Extract to read:
+--
4th-century Irish virgin

Saint Grimonia (or Grimonie, Grimony, Germana) was a 4th-century Irish virgin who was martyred in La Capelle, Picardy, France.
The town is named after her chapel.
Her feast day is 7 September.

==Life==

Paul Guérin (1830–1908) published the account by Henri Congnet (1795–1870) of Soissons in his Les Petits Bollandistes vies des saints de l'Ancien et du Nouveau.
In summary, Grimonia was said to have been the daughter of a pagan chieftain in Ireland.
She converted to Christianity when she was aged about 12 and dedicated her life to Christ.
When she reached the age to marry, her father wanted her to wed one of the noblest and wealthiest chiefs in Ireland.
She ran away, but was brought back and imprisoned.
She escaped through a miracle, took ship to France and landed on the coast of Gaul-Belgium where the Roman Emperor Valentinian I protected the Christians.
She settled deep in the forest of Thiérache in a place named Dorunum (now La Capelle), where she spent her days in prayer, meditation and penance.

Her father sent soldiers to find her and bring her back, dead or alive.
They followed her traces and eventually found her in the forest.
They tried to persuade her to return to her country where a lavish wedding awaited her.
Unable to convince her, they cut off her head and hid her mutilated body under a heap of dirt, then returned to Ireland.
After several years a chapel was erected over her grave, which became the nucleus of the town of La Capelle.
The relics were thought to have miraculous properties, and were moved several times in the years that followed, with different portions held in different places.
+--
(Point localization data)

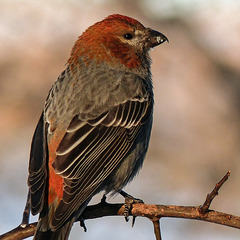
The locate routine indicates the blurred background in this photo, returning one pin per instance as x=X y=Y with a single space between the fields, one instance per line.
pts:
x=196 y=133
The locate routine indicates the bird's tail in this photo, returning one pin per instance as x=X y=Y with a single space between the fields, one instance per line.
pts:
x=61 y=234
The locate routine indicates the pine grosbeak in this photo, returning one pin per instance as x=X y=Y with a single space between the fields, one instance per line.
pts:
x=94 y=131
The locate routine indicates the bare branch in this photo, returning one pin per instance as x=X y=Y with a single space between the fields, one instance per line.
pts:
x=205 y=207
x=153 y=212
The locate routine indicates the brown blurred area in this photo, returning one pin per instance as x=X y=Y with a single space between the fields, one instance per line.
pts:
x=196 y=133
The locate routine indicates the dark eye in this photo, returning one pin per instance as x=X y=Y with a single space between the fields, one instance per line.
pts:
x=128 y=36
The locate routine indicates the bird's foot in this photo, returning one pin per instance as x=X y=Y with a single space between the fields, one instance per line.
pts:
x=82 y=224
x=129 y=201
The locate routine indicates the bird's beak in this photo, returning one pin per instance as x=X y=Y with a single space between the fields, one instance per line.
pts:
x=155 y=38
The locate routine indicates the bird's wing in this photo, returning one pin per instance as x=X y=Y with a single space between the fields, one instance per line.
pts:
x=91 y=150
x=37 y=168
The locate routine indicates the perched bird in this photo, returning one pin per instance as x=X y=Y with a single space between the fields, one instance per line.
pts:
x=94 y=130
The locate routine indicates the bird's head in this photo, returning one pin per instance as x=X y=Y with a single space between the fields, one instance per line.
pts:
x=117 y=40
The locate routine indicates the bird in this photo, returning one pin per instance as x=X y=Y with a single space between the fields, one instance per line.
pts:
x=94 y=130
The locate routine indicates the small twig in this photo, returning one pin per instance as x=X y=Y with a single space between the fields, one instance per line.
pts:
x=26 y=213
x=205 y=207
x=157 y=231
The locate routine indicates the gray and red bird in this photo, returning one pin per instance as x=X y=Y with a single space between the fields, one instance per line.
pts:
x=94 y=130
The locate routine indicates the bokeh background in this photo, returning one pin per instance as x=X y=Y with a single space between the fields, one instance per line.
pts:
x=196 y=133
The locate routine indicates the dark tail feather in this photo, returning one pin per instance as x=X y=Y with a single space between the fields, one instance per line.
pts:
x=61 y=234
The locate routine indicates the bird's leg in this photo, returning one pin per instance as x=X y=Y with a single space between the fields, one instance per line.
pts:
x=82 y=224
x=26 y=213
x=129 y=201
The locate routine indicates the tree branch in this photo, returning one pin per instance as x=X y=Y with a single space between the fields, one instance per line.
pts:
x=153 y=212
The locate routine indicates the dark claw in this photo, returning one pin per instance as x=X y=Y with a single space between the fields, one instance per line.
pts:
x=129 y=201
x=82 y=224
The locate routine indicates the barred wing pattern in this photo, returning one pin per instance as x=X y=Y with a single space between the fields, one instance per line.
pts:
x=91 y=150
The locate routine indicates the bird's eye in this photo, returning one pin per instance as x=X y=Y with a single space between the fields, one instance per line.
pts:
x=128 y=36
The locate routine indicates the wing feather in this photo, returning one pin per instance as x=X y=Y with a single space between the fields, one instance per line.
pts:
x=91 y=150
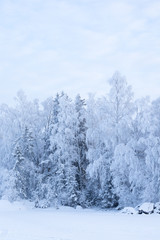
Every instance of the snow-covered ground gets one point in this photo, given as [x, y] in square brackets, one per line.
[22, 222]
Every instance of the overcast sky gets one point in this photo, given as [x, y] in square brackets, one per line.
[47, 46]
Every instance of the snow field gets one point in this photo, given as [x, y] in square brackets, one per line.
[22, 222]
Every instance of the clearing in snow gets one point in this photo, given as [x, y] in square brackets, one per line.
[23, 222]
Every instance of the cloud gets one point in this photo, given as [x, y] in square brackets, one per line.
[48, 46]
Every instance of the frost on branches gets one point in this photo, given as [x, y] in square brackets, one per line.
[97, 152]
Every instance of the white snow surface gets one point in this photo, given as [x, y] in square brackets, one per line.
[147, 207]
[20, 221]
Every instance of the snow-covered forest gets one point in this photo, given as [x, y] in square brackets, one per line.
[101, 152]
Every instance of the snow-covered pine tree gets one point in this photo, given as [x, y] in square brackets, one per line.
[81, 148]
[25, 166]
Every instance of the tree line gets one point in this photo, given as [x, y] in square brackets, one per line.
[101, 152]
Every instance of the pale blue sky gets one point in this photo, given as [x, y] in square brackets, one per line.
[76, 45]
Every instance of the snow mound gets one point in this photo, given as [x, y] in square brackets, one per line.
[146, 208]
[129, 210]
+--
Summarize the text about Saint Grimonia in two sentences.

Exercise solution:
Saint Grimonia was a 4th-century Irish virgin martyred in La Capelle, Picardy, France, a town named after her chapel, and her feast day is 7 September. According to the account, she converted to Christianity, fled a marriage arranged by her pagan father, and settled in the forest of Thiérache, where soldiers he sent beheaded her; a chapel later built over her grave became the nucleus of La Capelle.